• _JOB_
Could you quote, exactly as they stand, the lines running from the one with "For this evaluation, locate the white" to the final line of the material?

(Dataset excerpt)
* Begin *

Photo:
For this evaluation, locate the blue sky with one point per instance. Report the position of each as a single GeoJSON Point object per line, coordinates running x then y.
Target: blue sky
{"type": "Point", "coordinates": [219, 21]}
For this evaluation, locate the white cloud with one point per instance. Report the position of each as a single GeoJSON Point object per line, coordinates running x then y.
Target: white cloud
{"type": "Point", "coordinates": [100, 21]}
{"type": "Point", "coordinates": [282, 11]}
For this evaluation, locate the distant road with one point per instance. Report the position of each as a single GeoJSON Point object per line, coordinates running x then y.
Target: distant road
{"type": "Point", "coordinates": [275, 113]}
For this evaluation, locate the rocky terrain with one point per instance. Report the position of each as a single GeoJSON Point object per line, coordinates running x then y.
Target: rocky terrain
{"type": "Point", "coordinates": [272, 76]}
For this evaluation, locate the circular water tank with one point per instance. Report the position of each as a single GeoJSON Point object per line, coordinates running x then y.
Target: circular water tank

* End *

• _WRITTEN REPLY_
For this evaluation, locate the white cloud with one point per instance. Report the position of each as a single GeoJSON Point object per line, coordinates running x then y.
Target: white cloud
{"type": "Point", "coordinates": [100, 21]}
{"type": "Point", "coordinates": [282, 11]}
For this evaluation, locate the distant road with one point per instance. Report the position of each as a single GeoJSON Point object per line, coordinates running x then y.
Target: distant road
{"type": "Point", "coordinates": [275, 113]}
For this evaluation, locate the rocky terrain with one point per instance. Report the position of each as a single GeoJSON Point object per line, coordinates running x then y.
Target: rocky terrain
{"type": "Point", "coordinates": [272, 76]}
For this evaluation, locate the circular water tank with one point per instance. Report the position of each as a single GeoJSON Point object per line, coordinates running x then y.
Target: circular water tank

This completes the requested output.